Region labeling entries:

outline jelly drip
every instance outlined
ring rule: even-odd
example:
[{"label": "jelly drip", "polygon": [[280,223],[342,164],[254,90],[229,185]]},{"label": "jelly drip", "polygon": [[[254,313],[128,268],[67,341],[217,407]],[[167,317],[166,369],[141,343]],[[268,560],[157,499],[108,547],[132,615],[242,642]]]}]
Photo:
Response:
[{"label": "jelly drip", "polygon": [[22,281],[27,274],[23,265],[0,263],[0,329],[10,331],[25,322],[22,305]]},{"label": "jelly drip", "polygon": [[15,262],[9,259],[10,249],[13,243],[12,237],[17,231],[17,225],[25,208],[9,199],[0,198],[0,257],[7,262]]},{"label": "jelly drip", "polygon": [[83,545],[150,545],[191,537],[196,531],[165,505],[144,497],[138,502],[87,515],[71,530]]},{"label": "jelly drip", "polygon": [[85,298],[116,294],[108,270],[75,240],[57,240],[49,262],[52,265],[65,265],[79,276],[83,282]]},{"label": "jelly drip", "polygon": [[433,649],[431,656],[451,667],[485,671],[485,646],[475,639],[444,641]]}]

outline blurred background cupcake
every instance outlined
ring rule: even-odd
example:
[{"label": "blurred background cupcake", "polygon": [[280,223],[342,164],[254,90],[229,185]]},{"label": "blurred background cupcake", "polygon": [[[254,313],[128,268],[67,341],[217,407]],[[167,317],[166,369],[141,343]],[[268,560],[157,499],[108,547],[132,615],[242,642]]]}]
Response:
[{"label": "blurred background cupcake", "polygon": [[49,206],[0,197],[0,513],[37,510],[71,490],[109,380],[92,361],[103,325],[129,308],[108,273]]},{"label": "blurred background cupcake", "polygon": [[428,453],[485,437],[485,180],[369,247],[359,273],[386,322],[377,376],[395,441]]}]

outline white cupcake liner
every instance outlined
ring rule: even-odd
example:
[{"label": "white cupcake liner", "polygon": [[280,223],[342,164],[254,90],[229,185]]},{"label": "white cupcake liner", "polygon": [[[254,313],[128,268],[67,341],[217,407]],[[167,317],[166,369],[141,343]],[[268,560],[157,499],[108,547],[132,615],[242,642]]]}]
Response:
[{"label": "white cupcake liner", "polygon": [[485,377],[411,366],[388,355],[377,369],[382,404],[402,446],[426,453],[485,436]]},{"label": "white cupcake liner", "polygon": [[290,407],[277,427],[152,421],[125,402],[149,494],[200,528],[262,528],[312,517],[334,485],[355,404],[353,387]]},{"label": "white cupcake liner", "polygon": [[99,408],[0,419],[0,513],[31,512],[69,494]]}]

Instruction: Convert the three records into a two-column CSV with the header request,answer and one row per record. Put each request's full text in one quoted field and its answer in the other, with line breaks turned into spaces.

Full output:
request,answer
"outline jelly drip every instance outlined ring rule: even-odd example: [{""label"": ""jelly drip"", ""polygon"": [[280,223],[342,164],[254,90],[229,185]]},{""label"": ""jelly drip"", ""polygon"": [[[254,313],[128,268],[67,341],[217,407]],[[167,317],[166,369],[141,343]],[[268,560],[157,499],[108,547],[132,615],[242,642]]]}] Photo: Response:","[{""label"": ""jelly drip"", ""polygon"": [[22,281],[27,274],[23,265],[0,263],[0,329],[10,331],[25,322],[22,305]]},{""label"": ""jelly drip"", ""polygon"": [[15,262],[9,259],[10,249],[13,243],[12,237],[17,231],[17,225],[25,208],[9,199],[0,198],[0,257],[7,262]]},{""label"": ""jelly drip"", ""polygon"": [[83,545],[150,545],[191,537],[196,531],[165,505],[144,497],[138,502],[87,515],[71,530]]},{""label"": ""jelly drip"", ""polygon"": [[85,298],[116,294],[108,270],[75,240],[57,240],[49,262],[52,265],[65,265],[79,276],[83,282]]},{""label"": ""jelly drip"", ""polygon"": [[433,649],[431,656],[451,667],[485,671],[485,646],[475,639],[444,641]]}]"
"outline blurred background cupcake every instance outlined ring rule: even-odd example: [{""label"": ""blurred background cupcake"", ""polygon"": [[280,223],[342,164],[254,90],[229,185]]},{""label"": ""blurred background cupcake"", ""polygon"": [[[254,313],[128,268],[67,341],[217,407]],[[167,317],[166,369],[141,343]],[[268,560],[157,499],[108,547],[132,615],[242,642]]]}] Response:","[{""label"": ""blurred background cupcake"", ""polygon"": [[49,206],[0,197],[0,513],[37,510],[71,490],[109,380],[92,361],[103,325],[129,308],[108,273]]},{""label"": ""blurred background cupcake"", ""polygon"": [[428,453],[485,437],[485,180],[369,247],[359,273],[386,322],[377,376],[395,441]]}]"
"outline white cupcake liner every instance outlined ring rule: even-odd example: [{""label"": ""white cupcake liner"", ""polygon"": [[280,223],[342,164],[254,90],[229,185]]},{""label"": ""white cupcake liner"", ""polygon"": [[[254,313],[128,268],[67,341],[217,407]],[[167,317],[166,369],[141,343]],[[268,560],[157,499],[108,547],[132,615],[242,642]]]}] Response:","[{""label"": ""white cupcake liner"", ""polygon"": [[485,377],[411,366],[388,355],[377,369],[382,404],[402,446],[426,453],[485,436]]},{""label"": ""white cupcake liner"", ""polygon"": [[290,407],[277,427],[152,421],[125,402],[149,494],[200,528],[262,528],[312,517],[334,485],[355,404],[353,387]]},{""label"": ""white cupcake liner"", ""polygon"": [[99,408],[0,419],[0,513],[31,512],[69,494]]}]"